INSTRUCTIONS FOR THE TASK: Spot each line in the data below containing "gray" and copy it.
─── EXTRACTED ENTRIES ───
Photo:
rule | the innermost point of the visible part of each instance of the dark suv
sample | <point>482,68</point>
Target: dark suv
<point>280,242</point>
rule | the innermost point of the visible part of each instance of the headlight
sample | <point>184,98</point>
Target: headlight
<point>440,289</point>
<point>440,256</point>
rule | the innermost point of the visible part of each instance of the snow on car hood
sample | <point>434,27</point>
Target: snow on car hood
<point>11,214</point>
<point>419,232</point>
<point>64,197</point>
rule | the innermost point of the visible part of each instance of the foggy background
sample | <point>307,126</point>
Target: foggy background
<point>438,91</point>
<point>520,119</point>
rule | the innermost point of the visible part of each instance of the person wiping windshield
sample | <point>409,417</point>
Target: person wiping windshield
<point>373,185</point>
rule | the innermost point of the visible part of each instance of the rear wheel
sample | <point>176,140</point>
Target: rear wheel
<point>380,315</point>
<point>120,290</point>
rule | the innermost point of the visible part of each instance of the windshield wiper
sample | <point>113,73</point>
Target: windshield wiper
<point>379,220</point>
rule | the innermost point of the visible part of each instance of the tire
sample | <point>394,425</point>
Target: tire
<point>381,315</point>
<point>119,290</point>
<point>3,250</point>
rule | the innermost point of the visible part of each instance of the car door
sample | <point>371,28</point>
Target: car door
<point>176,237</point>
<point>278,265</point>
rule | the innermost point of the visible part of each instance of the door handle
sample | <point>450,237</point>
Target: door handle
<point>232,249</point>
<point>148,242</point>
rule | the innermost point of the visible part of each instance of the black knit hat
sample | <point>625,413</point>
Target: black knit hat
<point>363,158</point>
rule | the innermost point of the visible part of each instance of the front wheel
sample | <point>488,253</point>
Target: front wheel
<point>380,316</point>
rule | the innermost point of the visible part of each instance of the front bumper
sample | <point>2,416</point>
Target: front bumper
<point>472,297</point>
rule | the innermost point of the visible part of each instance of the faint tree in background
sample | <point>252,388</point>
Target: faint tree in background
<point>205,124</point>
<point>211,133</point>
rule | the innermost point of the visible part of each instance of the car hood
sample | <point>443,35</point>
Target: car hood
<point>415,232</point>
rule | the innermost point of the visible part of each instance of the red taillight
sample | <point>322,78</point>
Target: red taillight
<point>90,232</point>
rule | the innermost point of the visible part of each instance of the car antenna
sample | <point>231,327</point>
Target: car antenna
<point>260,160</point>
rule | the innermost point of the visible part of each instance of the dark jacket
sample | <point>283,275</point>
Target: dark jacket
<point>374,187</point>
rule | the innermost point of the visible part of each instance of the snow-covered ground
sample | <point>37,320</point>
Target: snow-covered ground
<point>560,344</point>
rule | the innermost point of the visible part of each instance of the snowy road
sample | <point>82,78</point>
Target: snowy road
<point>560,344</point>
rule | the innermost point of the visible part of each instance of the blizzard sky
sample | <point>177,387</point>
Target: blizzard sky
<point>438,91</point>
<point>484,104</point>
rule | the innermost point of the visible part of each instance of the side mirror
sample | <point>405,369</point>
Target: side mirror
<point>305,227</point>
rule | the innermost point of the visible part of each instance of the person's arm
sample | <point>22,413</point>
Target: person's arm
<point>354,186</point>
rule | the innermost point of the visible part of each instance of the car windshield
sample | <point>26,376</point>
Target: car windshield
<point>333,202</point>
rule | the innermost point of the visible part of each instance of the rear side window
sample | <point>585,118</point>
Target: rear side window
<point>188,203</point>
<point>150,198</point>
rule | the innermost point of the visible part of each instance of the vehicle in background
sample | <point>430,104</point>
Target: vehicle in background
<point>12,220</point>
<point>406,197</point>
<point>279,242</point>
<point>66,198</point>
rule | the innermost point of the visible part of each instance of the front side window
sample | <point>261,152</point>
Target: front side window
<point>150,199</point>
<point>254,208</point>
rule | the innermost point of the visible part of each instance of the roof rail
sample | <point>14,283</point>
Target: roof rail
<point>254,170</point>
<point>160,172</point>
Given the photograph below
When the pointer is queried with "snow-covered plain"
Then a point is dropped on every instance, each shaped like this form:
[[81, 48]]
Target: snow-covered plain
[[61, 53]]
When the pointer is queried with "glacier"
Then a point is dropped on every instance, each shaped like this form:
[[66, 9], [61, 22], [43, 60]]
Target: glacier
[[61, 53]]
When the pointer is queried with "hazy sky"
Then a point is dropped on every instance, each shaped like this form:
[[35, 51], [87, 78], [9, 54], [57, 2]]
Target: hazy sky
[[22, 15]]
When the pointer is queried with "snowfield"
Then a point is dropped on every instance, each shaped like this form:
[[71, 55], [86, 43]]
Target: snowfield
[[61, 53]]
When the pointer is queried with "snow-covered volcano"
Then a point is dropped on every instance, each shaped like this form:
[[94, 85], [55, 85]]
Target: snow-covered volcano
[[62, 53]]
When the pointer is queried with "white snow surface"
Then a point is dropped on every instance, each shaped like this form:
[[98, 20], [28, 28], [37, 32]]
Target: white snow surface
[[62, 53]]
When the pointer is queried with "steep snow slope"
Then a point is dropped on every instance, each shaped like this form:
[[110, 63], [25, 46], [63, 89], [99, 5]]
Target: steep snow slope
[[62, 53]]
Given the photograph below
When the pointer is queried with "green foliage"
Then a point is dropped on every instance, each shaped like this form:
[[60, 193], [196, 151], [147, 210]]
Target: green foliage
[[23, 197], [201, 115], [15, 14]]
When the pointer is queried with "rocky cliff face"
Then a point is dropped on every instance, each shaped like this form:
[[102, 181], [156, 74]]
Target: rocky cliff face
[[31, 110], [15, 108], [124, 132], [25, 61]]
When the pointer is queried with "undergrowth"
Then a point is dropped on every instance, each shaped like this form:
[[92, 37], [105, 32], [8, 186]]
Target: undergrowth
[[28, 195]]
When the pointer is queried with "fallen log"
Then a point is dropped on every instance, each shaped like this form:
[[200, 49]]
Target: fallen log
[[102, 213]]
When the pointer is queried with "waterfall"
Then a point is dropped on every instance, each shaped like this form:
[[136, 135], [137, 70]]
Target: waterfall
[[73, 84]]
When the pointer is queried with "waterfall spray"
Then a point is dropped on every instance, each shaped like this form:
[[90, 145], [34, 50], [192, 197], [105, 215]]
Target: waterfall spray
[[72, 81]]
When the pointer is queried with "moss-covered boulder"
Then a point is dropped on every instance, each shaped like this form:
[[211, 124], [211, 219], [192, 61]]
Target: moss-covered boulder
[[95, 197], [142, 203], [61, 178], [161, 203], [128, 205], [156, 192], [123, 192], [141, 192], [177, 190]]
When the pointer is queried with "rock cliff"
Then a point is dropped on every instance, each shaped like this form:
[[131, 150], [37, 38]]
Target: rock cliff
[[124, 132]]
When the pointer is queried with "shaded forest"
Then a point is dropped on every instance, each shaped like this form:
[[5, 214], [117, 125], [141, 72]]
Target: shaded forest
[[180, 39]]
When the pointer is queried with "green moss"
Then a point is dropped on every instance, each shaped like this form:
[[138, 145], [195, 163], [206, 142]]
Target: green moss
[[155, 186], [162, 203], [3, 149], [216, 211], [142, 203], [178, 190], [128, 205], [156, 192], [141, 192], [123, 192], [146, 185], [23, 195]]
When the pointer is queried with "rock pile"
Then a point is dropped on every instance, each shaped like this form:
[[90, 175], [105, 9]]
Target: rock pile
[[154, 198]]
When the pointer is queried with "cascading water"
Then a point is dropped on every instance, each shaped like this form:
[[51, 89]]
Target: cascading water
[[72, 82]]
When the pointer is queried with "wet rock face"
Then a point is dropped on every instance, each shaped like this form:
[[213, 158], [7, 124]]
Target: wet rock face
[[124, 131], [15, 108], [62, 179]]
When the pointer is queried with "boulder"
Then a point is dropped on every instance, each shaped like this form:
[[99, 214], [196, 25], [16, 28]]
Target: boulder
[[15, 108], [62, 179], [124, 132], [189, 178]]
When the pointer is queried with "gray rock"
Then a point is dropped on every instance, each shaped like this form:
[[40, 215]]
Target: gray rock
───
WRITTEN ANSWER:
When the pointer is queried with "gray rock"
Target: gray rock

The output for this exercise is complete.